***** Selected extract *****

Choice of ASIC Resistant PoW for GPU miners

I missed quite the debate. I agree with tim that its possible the plan could backfire but rather then change the details I think you need a bounty for open source designs.

@timolson how do you go about designing an asic? I’m afraid my hardware experience is only the game mhrd, yet it seems a topic no one knows

No, 64 MB of SRAM is the full 2^29 bits node bitmap for cuckatoo29, i.e. PART_BITS = 0.

I consider the first round of trimming. A single trimming round has 2^PART_BITS passes. Line 155 of https://github.com/tromp/cuckoo/blob/master/src/cuckatoo/lean.cu loops over rounds, and line 156 over passes.

No, it wouldn’t, since number of remaining edges decreases geometrically. On average, an edge is hashed in less than 4 trimming rounds. And is hashed twice in a round, once in count_node_deg, and once in kill_leaf_edges. A siphash computation should cost much less energy than an SRAM lookup.

OH! I thought we were talking about Cuckatoo-32, which explains my confusion. Didn’t we start the conversation talking about a 7GB mean table?

*****

• _Work to do_:
[1] Answer these questions from the thread on ASIC-resistant proof of work:
(a) How many passes make up a single trimming round?
(b) In which two functions is an edge hashed during one round?
(c) What size of mean table does the last post say the conversation began with?
[2] Carry the thread on ASIC-resistant proof of work forward with the next post after its last one.
The listing that comes next has no connection to the thread on ASIC-resistant proof of work.

***** Data records *****

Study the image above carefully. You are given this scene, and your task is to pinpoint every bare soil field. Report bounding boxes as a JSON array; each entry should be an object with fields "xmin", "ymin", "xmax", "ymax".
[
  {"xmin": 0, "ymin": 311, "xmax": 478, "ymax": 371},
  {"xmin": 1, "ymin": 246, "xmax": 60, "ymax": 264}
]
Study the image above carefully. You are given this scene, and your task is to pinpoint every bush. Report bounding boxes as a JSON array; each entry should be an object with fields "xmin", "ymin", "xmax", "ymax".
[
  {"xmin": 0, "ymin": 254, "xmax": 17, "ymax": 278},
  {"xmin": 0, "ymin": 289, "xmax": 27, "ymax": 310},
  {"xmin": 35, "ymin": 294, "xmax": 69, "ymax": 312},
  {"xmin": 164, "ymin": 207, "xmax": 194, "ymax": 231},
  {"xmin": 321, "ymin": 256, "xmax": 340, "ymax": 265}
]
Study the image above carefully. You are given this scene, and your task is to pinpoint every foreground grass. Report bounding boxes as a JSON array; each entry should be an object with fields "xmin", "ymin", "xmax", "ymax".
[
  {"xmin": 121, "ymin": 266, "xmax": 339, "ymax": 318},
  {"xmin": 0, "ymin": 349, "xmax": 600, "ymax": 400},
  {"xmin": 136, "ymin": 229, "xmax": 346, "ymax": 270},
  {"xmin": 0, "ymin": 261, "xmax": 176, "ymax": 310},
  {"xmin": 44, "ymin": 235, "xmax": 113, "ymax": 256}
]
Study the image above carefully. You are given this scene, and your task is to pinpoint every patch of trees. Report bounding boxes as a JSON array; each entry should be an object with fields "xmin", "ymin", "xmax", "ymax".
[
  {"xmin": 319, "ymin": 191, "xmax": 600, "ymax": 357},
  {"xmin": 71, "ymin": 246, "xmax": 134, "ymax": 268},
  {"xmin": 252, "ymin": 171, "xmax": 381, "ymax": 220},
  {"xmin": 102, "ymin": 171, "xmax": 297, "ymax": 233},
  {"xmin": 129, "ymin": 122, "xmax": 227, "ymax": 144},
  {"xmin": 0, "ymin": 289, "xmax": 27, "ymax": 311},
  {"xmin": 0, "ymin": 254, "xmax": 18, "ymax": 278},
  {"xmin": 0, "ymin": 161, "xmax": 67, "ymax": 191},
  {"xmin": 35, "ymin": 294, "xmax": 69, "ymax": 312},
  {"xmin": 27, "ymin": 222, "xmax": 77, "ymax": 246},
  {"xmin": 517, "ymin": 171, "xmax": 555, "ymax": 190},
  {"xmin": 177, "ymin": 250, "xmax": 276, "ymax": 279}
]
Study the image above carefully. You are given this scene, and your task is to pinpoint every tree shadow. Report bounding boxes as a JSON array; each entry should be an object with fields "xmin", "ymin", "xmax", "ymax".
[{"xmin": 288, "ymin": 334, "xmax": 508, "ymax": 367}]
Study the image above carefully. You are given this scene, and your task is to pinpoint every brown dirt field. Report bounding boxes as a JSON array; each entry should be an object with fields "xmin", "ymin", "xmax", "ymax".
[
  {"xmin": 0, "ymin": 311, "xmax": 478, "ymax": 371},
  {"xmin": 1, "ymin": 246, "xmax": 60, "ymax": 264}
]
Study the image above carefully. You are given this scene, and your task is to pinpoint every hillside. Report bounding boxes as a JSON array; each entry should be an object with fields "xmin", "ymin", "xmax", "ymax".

*****

• _Answers given_:
[1]
(a) 2^PART_BITS passes
(b) count_node_deg and kill_leaf_edges
(c) 7GB

[2]
I am NOT going to claim that a Cuckoo 29 ASIC can’t run lean miner with an edge liveness table! Plenty of room for that.

Are you saying that Cuckatoo-29 will be allowed on mainnet? I thought it was just a testnet thing.

Before I embarrass myself further, can we clarify the parameters for the ASIC discussion? Everything I said so far assumed C-32 where an edge liveness table wouldn’t fit on-chip without cutting memory at least by 2 and suffering the extra time & power per hash.

If the lean miner uses external memory, then the bottleneck is bandwidth. To fix bandwidth issues, use more dimms. Dimms have lots of storage, for lean mining all this storage is wasted.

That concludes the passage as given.